If your main concern is ease of use then Victoria Concours may not be for you.

Forgetting the other waxes mentioned in this thread because i dont want to sound biased but Victoria Concours is not the easiest product to apply and remove. Anybody who knows me will know i rate the Vics very highly and its one of only two waxes i own these days but it demands respect when applying and removing.


----------



## 11alan111 (Dec 29, 2011)

The Doctor said:


> If your main concern is ease of use then Victoria Concours may not be for you.
> 
> Forgetting the other waxes mentioned in this thread because i dont want to sound biased but Victoria Concours is not the easiest product to apply and remove. Anybody who knows me will know i rate the Vics very highly and its one of only two waxes i own these days but it demands respect when applying and removing.


thanks for the heads up that just leaves 2 to choose from now a/s wax or auto glym hd


----------



## rsblue (May 8, 2011)

a/s for ease a/g i think lasts a tad longer and is also easy to use just not as as wax both give similar finish would not pay full retail for hd though


----------



## The Doctor (Sep 11, 2007)

Toss a coin....and then if your like me (indecisive) you can disagree with the coin and go for the opposite :lol:


----------



## rsblue (May 8, 2011)

Dataset items
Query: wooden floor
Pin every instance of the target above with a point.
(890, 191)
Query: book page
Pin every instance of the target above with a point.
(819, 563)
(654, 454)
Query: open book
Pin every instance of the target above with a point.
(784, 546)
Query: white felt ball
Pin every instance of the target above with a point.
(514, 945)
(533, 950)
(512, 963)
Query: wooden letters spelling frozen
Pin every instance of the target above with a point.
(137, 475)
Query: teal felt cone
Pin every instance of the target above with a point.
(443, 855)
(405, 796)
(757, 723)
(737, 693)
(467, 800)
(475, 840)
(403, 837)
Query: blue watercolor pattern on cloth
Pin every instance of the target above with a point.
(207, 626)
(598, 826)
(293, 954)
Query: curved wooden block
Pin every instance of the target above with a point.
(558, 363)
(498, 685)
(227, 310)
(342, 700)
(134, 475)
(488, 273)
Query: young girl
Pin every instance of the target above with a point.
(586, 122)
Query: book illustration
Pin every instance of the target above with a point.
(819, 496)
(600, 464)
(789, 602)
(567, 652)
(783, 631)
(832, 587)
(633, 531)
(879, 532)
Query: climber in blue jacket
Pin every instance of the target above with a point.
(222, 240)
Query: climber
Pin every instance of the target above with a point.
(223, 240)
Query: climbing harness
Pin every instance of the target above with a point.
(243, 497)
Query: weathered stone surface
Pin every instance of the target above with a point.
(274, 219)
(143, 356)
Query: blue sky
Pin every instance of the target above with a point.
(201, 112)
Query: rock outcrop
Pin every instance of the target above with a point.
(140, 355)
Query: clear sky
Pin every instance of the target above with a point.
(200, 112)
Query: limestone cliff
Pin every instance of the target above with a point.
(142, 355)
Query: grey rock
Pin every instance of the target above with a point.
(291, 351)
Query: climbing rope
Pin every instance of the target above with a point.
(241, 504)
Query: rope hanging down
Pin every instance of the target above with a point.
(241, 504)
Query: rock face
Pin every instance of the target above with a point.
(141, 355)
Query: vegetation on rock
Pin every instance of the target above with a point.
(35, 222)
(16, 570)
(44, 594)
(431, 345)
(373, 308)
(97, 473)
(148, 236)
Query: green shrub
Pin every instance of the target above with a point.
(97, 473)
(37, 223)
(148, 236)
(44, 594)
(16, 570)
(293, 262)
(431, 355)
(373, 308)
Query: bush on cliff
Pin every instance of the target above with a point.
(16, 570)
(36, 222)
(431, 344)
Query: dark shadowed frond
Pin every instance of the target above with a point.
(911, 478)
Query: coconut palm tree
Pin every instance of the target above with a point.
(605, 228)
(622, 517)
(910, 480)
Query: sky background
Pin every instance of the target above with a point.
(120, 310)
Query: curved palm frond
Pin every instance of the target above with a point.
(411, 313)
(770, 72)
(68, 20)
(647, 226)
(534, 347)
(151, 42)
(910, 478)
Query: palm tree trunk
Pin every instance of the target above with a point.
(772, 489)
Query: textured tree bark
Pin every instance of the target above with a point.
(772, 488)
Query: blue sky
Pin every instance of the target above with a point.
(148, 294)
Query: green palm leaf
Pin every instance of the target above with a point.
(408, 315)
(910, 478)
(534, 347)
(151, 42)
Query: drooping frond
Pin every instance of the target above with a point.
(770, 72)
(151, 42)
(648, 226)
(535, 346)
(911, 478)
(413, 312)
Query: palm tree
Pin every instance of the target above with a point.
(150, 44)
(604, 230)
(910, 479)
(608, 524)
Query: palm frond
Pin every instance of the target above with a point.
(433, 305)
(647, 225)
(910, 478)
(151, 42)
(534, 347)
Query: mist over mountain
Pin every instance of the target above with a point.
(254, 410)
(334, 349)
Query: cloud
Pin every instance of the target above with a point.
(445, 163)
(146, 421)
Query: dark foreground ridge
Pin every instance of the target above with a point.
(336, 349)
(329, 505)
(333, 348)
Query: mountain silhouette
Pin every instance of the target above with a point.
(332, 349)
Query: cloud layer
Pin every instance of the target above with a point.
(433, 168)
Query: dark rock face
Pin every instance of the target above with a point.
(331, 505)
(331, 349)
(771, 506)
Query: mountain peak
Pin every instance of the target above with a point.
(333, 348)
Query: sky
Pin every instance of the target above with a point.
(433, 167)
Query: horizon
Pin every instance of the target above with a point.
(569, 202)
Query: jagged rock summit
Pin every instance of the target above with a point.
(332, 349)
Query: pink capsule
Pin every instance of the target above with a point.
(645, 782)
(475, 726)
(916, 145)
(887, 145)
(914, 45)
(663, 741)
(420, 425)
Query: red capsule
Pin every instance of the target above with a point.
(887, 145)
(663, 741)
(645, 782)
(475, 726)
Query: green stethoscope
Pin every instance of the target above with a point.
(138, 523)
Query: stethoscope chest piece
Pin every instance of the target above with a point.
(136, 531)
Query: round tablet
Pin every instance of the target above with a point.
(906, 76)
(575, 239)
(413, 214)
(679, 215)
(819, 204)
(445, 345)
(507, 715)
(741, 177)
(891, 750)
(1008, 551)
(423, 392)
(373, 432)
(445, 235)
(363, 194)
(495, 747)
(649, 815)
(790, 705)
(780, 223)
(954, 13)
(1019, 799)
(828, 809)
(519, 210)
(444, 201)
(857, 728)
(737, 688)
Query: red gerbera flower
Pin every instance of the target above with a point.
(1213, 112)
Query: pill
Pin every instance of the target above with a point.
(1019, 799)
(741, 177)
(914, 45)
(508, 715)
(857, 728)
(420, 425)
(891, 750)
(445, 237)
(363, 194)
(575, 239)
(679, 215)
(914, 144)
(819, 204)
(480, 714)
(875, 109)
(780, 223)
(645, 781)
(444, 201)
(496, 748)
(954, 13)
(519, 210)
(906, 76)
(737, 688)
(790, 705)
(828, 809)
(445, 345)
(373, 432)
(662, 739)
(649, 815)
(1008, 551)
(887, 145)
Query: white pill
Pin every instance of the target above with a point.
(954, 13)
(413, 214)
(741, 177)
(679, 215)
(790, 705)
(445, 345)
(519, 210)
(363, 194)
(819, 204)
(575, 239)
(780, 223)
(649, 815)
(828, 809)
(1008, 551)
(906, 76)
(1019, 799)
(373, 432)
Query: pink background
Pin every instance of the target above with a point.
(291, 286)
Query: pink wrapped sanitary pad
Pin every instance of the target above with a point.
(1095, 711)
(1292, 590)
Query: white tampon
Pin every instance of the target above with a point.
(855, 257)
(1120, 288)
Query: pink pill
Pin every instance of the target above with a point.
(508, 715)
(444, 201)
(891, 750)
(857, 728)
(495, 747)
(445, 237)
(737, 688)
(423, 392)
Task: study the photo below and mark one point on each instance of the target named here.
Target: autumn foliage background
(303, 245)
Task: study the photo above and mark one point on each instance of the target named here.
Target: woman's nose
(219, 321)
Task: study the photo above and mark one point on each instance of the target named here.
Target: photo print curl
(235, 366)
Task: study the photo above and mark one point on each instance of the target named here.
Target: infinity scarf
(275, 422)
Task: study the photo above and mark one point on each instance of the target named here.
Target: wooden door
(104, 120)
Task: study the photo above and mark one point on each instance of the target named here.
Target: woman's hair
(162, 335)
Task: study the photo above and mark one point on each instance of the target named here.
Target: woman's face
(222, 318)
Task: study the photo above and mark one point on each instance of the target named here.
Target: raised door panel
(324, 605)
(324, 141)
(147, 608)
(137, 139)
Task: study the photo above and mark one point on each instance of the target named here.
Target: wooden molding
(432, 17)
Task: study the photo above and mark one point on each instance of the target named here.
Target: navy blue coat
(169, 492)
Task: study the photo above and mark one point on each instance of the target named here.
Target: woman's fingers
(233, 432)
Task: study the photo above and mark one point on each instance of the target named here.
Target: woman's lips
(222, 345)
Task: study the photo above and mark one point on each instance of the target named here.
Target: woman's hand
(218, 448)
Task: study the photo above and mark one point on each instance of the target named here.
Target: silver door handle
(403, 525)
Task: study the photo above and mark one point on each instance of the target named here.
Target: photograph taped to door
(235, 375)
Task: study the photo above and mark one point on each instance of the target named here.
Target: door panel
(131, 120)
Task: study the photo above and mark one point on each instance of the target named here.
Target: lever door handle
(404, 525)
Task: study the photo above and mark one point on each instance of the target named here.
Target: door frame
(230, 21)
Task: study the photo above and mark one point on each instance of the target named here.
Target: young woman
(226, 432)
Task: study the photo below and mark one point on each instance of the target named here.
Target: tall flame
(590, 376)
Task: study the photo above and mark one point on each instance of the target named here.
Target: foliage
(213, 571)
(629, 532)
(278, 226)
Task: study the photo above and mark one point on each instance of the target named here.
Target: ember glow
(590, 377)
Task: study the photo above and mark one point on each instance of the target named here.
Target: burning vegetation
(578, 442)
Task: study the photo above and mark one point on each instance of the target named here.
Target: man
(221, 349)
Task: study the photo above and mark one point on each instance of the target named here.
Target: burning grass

* _Directives_:
**1.** In the wax forum thread, why does The Doctor say Victoria Concours may not suit someone whose main concern is ease of use? Answer in one to three sentences.
**2.** Transcribe the wax forum thread word for word, starting at "a/s for ease" and ending at "(Sep 11, 2007)".
**3.** Pick up the wax forum thread from the point where it stops.

* _Task-by-task answers_:
**1.** Victoria Concours is not the easiest product to apply and remove. The Doctor rates it very highly, but says it demands respect during both steps.

**2.**
a/s for ease a/g i think lasts a tad longer and is also easy to use just not as as wax both give similar finish would not pay full retail for hd though


----------



## The Doctor (Sep 11, 2007)

**3.**
:lol::lol::lol::lol::lol::lol:


The Doctor said:


> Toss a coin....and then if your like me (indecisive) you can disagree with the coin and go for the opposite :lol:


----------



## J and J (Apr 4, 2010)

This is why I like and always use AS WAX


----------



## dreamtheater (Apr 12, 2010)

I have been using only AS WAX for 10 months over 4 cars. It is a very easy wax to work with. You can put it on thin or thick, leave it for hours and it will buff off easy. Gives a great finish, makes the paint work look glass. Beads great. On my car, I applied 1 layer of WAX Sept 2011, and my car does 2k miles per month and has been washed 5 times since Sept, the roof, bonnet and the top of the doors are still beading great, the tailgate and the bottom of the doors have stopped beading. 

AS WAX is so easy to use you could wax the car every few weeks as it is very easy to work with.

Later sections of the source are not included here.